**作業指示**
A. 歯車の作図手順の文章では、繰り抜き部分の外円の直径はどの程度に描画するとされていますか。
B. 歯車の作図手順の文章を、最後の文の次から書き継いでください。

**文書の一節**

☆ ☆ ☆ ☆ ☆ ☆ ☆

まず繰り抜き部分の外円を直径40mm程度に描画して、歯車と中心を合わせます。真円は「円/弧ツール」を使ってCtrlを押しながらドラッグしてざっくりと描き、その後に矢印ツールにして、上部メニューバーにある「幅」と「高さ」を40mmに調整します。それから上部メニューバーにある「オブジェクトを整列・配置」ツールで左右・上下を中心に合わせます(「中心を垂直軸に合わせる」、「中心を水平軸に合わせる」)。

スポーク編集その1

スポーク編集その1

次に「矩形ツール」でスポークを十字に描きます。

まず横のスポークを中心を合わせて適当に描いてから、右クリックで「複製」、さらに90°回転して縦スポークを描きます。

この十字スポークを歯車と「パス」→「統合」で一体化します。

☆ ☆ ☆ ☆ ☆ ☆ ☆

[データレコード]
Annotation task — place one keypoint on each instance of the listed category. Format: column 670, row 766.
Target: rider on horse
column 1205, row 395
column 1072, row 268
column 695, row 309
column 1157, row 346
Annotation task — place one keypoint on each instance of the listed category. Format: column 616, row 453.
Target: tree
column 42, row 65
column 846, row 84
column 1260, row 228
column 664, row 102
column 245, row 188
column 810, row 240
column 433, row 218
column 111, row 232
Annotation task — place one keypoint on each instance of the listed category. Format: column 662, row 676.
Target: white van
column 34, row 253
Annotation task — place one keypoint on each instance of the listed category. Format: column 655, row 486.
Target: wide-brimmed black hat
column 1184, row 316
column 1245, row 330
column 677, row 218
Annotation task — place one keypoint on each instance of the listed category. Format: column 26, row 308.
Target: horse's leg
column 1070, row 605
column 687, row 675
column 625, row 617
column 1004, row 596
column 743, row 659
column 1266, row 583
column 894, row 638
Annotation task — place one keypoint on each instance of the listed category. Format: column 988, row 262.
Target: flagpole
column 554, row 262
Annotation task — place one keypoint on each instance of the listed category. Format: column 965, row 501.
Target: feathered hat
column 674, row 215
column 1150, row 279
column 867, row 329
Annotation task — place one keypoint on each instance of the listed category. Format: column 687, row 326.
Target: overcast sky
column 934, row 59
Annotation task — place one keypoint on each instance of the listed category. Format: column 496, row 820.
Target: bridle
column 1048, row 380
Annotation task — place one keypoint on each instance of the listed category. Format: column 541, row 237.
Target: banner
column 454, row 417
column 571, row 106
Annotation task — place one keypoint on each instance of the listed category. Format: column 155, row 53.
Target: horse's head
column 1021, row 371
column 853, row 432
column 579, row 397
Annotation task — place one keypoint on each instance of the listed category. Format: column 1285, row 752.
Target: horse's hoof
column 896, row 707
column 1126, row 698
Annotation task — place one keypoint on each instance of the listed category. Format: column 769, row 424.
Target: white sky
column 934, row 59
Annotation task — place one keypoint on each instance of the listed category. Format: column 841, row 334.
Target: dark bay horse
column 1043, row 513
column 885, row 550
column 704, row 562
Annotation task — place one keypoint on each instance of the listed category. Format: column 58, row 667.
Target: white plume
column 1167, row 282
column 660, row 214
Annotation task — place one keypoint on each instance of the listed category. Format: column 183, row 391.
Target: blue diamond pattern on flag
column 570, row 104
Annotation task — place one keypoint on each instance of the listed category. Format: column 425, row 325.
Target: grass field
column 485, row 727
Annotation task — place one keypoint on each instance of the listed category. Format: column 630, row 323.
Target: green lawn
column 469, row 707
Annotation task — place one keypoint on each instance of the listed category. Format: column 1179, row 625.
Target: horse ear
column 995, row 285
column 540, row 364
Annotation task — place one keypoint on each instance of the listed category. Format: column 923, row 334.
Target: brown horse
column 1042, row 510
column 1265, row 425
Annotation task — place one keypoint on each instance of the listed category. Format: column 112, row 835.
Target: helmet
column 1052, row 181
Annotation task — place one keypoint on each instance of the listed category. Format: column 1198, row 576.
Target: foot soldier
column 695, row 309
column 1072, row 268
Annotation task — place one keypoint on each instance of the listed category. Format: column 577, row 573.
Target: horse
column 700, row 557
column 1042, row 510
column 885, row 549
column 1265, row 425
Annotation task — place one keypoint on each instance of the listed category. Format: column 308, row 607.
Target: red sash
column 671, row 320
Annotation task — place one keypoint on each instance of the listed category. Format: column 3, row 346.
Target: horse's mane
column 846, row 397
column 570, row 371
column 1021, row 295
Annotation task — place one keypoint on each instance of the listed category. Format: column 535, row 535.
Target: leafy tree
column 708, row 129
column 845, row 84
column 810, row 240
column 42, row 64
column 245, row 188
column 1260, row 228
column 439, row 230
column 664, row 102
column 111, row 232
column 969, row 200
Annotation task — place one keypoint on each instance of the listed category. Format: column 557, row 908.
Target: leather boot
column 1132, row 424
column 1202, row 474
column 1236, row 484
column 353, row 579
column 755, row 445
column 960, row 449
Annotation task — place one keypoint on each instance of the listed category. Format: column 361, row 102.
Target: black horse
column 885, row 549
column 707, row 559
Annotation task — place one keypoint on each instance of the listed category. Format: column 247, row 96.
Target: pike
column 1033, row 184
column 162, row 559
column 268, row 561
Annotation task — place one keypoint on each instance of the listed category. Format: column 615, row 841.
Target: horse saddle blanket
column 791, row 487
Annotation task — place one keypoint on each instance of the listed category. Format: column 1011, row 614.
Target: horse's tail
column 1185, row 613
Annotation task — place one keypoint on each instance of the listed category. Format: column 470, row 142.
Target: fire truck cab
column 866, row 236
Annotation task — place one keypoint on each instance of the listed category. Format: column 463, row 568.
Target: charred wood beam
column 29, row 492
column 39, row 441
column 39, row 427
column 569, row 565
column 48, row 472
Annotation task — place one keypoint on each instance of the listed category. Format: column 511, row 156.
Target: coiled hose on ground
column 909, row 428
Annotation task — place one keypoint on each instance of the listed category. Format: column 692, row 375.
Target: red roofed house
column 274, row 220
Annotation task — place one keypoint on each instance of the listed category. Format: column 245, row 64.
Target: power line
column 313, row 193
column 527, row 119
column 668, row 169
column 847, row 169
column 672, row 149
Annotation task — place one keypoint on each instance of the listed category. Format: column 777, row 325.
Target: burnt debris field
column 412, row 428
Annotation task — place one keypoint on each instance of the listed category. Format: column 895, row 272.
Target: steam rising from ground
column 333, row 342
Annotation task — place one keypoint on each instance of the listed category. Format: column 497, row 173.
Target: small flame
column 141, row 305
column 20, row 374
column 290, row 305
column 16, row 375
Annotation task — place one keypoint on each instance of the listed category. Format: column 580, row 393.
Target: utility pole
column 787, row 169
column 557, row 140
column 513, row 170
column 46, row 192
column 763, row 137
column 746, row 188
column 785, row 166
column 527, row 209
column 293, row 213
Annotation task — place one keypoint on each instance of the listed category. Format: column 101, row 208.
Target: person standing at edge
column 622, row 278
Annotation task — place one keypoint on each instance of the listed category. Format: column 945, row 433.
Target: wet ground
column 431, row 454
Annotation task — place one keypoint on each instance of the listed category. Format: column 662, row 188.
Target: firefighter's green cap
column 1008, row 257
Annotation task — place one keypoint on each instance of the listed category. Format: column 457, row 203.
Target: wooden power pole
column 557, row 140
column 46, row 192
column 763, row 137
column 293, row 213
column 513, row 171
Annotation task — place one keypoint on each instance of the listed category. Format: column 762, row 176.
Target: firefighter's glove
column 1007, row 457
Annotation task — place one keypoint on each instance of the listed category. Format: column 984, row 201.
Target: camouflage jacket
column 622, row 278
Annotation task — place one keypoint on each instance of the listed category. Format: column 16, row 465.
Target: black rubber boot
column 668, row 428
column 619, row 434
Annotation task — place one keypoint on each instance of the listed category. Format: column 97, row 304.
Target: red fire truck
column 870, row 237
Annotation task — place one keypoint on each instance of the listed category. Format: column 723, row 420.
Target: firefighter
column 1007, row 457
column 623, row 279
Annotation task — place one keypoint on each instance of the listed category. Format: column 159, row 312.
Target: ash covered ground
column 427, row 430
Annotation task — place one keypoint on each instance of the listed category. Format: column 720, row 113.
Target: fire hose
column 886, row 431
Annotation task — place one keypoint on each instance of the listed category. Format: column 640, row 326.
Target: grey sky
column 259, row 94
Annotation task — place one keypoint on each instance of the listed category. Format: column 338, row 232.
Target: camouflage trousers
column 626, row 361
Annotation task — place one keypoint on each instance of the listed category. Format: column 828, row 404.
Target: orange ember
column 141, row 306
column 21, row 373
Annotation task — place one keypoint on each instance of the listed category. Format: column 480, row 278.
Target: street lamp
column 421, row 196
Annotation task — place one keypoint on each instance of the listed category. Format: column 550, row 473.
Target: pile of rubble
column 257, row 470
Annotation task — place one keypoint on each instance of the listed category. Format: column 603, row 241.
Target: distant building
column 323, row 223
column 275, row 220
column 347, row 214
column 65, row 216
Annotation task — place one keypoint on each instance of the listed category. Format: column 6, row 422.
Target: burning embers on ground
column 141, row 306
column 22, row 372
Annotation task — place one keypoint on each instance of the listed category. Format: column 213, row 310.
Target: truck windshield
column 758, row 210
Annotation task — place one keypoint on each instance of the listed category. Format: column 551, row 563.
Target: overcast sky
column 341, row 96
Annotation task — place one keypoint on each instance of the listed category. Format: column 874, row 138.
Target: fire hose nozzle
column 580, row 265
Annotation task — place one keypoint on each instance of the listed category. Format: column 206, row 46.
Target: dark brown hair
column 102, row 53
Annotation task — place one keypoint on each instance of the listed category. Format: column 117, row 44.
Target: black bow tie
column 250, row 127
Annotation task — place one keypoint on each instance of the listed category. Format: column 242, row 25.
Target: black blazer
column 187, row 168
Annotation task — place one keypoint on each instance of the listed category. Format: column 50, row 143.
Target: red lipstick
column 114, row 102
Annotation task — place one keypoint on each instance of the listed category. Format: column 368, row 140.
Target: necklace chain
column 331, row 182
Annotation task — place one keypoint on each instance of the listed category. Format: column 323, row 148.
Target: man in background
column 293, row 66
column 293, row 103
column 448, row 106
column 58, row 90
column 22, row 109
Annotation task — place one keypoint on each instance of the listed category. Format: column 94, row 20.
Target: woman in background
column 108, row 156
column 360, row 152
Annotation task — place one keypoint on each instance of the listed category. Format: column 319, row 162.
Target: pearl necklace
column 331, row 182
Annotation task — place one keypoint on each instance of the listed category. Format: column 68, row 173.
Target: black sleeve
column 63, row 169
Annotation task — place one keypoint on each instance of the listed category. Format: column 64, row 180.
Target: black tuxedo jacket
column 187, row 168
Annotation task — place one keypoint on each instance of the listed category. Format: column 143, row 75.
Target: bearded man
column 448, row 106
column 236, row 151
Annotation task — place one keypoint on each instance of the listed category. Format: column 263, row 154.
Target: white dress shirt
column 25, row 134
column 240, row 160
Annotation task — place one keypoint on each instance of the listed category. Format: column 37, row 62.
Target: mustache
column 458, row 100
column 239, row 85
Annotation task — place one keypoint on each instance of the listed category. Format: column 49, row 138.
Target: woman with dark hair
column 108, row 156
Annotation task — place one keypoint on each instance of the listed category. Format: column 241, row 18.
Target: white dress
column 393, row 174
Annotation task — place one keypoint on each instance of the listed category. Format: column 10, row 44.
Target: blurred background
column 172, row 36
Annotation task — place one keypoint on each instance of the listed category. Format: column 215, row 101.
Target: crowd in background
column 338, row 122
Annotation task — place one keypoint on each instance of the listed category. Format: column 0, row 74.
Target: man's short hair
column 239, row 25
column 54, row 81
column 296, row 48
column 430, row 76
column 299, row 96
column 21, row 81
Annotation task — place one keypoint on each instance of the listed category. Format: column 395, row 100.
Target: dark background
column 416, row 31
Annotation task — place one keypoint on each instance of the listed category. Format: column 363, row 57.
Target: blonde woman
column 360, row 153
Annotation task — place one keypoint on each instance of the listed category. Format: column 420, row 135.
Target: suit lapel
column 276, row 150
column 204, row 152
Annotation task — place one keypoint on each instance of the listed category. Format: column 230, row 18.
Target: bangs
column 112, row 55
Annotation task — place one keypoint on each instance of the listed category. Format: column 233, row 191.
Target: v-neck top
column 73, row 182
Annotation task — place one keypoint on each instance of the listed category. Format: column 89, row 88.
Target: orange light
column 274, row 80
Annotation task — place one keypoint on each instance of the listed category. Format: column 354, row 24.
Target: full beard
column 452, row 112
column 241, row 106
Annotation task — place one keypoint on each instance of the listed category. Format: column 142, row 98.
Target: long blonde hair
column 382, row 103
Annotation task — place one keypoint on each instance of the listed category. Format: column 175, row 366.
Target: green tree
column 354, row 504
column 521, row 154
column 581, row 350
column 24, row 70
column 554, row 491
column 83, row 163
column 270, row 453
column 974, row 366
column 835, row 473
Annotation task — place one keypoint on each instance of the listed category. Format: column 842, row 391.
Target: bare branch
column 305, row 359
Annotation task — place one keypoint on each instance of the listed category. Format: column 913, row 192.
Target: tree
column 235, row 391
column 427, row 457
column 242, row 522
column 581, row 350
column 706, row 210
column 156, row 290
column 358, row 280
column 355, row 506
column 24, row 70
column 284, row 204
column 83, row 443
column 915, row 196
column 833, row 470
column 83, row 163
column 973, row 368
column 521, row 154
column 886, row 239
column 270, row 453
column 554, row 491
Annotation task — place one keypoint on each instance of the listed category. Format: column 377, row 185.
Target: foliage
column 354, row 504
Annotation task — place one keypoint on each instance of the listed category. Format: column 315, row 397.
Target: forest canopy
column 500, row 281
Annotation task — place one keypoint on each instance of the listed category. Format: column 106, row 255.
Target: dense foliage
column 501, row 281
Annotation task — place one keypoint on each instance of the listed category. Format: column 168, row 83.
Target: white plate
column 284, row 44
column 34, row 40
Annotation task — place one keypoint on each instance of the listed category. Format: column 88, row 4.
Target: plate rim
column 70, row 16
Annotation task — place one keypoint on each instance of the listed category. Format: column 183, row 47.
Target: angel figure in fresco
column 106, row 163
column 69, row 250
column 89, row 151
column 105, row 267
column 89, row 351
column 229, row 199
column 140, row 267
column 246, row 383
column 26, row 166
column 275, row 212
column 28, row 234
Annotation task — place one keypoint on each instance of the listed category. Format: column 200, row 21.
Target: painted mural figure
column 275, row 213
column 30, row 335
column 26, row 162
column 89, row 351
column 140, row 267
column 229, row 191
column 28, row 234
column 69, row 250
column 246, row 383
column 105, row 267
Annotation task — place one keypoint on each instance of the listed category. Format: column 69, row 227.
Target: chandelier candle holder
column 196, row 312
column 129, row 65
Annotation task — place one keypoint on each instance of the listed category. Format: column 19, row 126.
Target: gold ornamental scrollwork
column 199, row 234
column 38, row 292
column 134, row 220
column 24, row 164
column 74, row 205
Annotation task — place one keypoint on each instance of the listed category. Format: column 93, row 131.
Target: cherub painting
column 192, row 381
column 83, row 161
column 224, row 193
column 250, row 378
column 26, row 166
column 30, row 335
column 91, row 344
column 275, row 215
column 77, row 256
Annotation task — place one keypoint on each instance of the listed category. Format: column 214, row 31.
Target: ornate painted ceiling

☆ ☆ ☆ ☆ ☆ ☆ ☆

**各課題の結果**
A. 直径40mm程度です。

B.
スポーク編集その2

スポーク編集その2

スポーク編集その3

スポーク編集その3

スポーク編集その4

スポーク編集その4

軸用の外周と軸穴を「円/弧ツール」で描き、「パス」→「統合」/「差分」を使って描きます。

軸編集その1

軸編集その1

軸編集その2

軸編集その2

軸編集その3

軸編集その3

軸編集その4

軸編集その4

二番目の歯車の軸穴を描きます。

軸編集その5

軸編集その5


レーザー加工ガイドラインにデータを調整する

描画作業だけならこれで完成ですが、最後にEmerge+のガイドラインに合わせて、内穴になる部分を赤に設定し、線幅を(Inkscapeの場合は)0.1mmにします。

※もし、Illustratorのデータなら線幅は0.001mmです。

それぞれの歯車は一塊のパスとしてInkscapeに認識されているので、このままでは内側だけ赤に変更することが出来ません。そこで、「パス」→「分解」とすることで、繋がっていないパスに分解でき、色を編集することが出来ます。

レーザー加工ガイドラインに色を調整する

レーザー加工ガイドラインに色を調整する


ガイドライン用にpdfでファイル保存する

Emerge+ではsvgファイルでのご入稿も対応していますが、レーザー加工前にIllustratorで一度チェック&修正・調整しています。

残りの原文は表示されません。